BAB I
PENDAHULUAN
A.
Latar Belakang
Kata “Akhlak” berasal dari Bahasa Arab. Kata “Akhlaq” merupakan bentuk
jamak dari “khuluq” yang secara bahasa bermakna perbuatan atau penciptaan. Akan
tetapi dalam konteks agama, akhlak bermakna perangai, budi, tabiat, adab, atau
tingkah laku.
Konsepsi
ajaran akhlak menurut Islam adalah menuju perbuatan amal saleh, yaitu semua
perbuatan baik dan terpuji, berfaedah, dan indah untuk mencapai kebahagiaan di
dunia dan di akhirat yang di ridhoi oleh Allah Subhanahu Wata’ala. Sedangkan
amal saleh adalah inti dari ajaran Islam yang harus diterapkan untuk
melatarbelakangi konsepsi akhlak yang hendak akan dilakukan oleh manusia.
Kata
“tasawuf”, menurut kaidah Ilmu Sharaf merupakan bentuk isim masdar, yaitu
“tasshawwufan” yang berasal dari fi’il tsulatsi mazid khumasi, yaitu
“tashawwafa” yang memiliki fungsi untuk membentuk makna lil mutawa’ah atau
transitif (kata kerja yang selalu memiliki objek dalam kalimat) dan lil
musyarakah yang membentuk makna saling. Dengan demikian, arti kata “tasawuf”
dalam Bahasa Arab artinya bisa membersihkan atau saling membersihkan.
Kata
“membersihkan” merupakan kata kerja transitif yang membutuhkan objek. Objek
dari tasawuf ini adalah objek manusia. Kemudian saling membersihkan merupakan
kata kerja yang didalamnya terdapat dua subjek yang aktif memberi dan menerima.
Jika
kata “akhlak” dan “tasawuf” disatukan, maka akan menjadi frase “Akhlak
Tasawuf”. Secara etimologis, akhlak tasawuf bermakna membersihkan tingkah
laku atau saling membersihkan tingkah laku.
Akhlak tasawuf ini dipandang sebagai sebuah tatanan dasar untuk menjaga akhlak
manusia atau dalam nahasa sosialnya moralitas masyarakat.
Oleh
karena itu, akhlak tasawuf merupakan kajian ilmu yang sangat memerlukan praktik
untuk menguasainya. Tidak hanya berupa teori sebagai sebuah pengetahuan, tetapi
harus terealisasi dalam rentang waktu kehidupan manusia.
Tidak
hanya itu, akhlak tasawuf juga memiliki fungsi yang sangat bermanfaat bagi
kita. Fungsi tersebut terbagi secara umum dan khusus yang selengkapnya akan
dibahas lengkap melalui makalah ini.
B.
Rumusan Masalah
1.
Apa saja fungsi akhlak tasawuf secara umum?

^^^^^^^^

Perintah Tugas ▸ Lanjutkan teks tentang akhlak tasawuf, mulai sesudah kalimat terakhir yang tercantum. Data berikut merupakan bahan tersendiri yang terpisah dari teks tentang akhlak tasawuf.

Data Tersimpan ▸
^^^^^^^^

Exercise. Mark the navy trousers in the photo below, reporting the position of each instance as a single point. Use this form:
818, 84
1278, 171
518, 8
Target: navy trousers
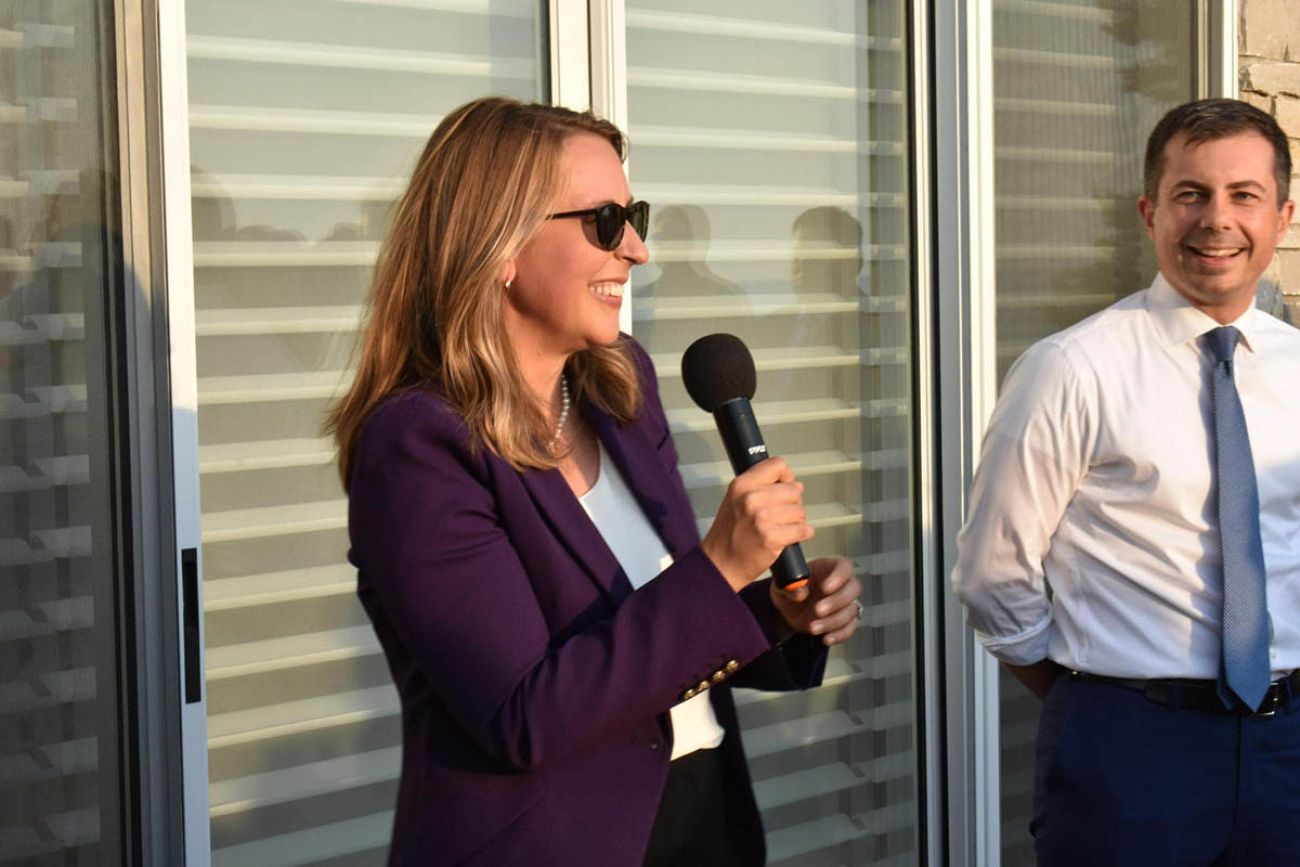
1121, 780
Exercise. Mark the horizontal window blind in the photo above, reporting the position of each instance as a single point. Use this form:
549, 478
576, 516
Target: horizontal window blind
772, 143
59, 731
306, 117
1078, 86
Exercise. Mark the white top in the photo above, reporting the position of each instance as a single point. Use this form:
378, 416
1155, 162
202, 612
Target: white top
641, 554
1096, 480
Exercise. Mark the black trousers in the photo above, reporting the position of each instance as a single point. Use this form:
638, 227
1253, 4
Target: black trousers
1122, 781
690, 827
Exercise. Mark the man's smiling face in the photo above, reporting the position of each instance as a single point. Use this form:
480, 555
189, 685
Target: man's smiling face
1216, 220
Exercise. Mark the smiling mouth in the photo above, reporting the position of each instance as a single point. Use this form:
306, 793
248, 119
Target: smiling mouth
1214, 252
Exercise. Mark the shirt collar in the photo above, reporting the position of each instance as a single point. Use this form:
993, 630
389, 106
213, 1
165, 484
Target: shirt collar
1178, 321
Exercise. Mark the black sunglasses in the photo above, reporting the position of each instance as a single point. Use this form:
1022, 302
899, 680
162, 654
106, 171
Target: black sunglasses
611, 219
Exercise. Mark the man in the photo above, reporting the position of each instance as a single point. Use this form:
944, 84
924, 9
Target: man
1132, 553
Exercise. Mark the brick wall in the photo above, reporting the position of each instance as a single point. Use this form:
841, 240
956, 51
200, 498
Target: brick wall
1270, 78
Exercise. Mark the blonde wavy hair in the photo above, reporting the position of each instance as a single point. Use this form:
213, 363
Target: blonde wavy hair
486, 181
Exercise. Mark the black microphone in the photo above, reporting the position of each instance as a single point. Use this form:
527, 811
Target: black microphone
719, 375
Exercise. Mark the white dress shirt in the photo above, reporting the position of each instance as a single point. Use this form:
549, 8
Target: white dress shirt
641, 554
1092, 536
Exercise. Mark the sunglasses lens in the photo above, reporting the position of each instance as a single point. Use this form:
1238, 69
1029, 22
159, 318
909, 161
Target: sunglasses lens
640, 216
609, 225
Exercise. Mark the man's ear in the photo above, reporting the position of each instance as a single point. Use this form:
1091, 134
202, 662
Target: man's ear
1285, 219
1147, 209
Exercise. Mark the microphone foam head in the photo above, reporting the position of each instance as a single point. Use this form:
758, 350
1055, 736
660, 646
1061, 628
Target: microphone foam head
718, 368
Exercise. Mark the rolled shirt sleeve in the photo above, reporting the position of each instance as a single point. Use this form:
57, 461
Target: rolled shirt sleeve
1034, 455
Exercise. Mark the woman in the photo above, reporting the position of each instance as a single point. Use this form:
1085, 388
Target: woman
557, 629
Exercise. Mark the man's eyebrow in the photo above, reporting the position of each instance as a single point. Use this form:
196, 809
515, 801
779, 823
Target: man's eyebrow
1196, 185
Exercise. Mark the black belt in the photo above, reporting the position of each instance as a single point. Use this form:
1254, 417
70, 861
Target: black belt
1203, 694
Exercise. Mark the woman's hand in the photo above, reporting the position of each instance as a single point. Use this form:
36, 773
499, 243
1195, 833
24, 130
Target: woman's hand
761, 515
827, 605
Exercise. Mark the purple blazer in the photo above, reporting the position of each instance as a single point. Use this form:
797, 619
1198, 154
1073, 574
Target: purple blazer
534, 681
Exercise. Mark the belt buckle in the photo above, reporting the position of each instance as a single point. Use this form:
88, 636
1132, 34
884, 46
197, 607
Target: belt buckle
1272, 702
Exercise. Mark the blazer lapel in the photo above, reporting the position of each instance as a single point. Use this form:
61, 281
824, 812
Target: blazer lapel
559, 507
659, 494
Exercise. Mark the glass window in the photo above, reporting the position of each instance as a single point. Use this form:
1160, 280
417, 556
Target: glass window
60, 269
772, 142
1078, 86
306, 117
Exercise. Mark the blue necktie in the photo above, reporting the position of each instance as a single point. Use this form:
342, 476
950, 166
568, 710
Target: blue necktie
1246, 668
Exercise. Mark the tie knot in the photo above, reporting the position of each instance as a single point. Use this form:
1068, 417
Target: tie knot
1222, 342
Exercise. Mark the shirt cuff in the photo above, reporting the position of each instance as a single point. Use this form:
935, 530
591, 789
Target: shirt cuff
1022, 649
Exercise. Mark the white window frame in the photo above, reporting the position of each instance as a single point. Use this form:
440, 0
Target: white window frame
185, 404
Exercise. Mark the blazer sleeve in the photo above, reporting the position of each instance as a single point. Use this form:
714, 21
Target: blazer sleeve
454, 606
800, 662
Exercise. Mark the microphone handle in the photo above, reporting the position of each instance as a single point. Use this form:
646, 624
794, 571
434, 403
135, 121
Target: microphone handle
745, 447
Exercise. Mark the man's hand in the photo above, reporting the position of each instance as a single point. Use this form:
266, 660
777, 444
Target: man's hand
1038, 677
827, 605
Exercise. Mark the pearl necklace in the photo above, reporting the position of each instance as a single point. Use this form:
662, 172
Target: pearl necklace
564, 406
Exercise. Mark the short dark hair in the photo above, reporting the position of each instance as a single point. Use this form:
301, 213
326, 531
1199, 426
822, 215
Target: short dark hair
1207, 120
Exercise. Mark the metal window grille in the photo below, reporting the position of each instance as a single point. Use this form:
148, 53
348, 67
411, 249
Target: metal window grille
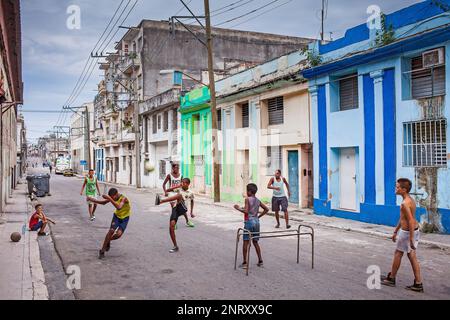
426, 82
276, 111
166, 121
274, 158
162, 169
348, 93
245, 116
425, 143
154, 124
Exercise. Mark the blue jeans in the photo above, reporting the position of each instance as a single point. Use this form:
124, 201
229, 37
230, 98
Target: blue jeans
253, 226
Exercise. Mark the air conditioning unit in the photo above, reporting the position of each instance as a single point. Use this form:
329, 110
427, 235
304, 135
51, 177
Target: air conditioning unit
433, 57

^^^^^^^^

Hasil Tugas ▸
2.
Apa saja fungsi akhlak tasawuf secara khusus?
C.
Tujuan Penulisan
1.
Mengetahui fungsi akhlak tasawuf
umum
2.
Mengetahui fungsi akhlak tasawuf secara khusus.
BAB II
PEMBAHASAN
A.
Fungsi
Umum
Fungsi akhlak tasawuf
secara umum dapat dibagi menjadi 2 aspek yaitu yang pertama aspek yang
menyangkut sejarah akhlak tasawuf sejak lahir dan juga mengenai paradigma yang
masih tersisa sampai sekarang. Aspek yang kedua yaitu fungsi akhlak tasawuf
dengan memotret realitas kehidupan modern sekarang ini.[1]
1.
Aspek
pertama antara lain :
a.
Meneladani
Akhlak Rosulullah Sholallahu ‘Alaihi Wasalam
Rosulullah sebagai Uswatun
Khasanah (suri tauladan yang baik) bagi umatnya, walaupun Rosulullah sudah Maksum (terjaga dari perbuatan dosa)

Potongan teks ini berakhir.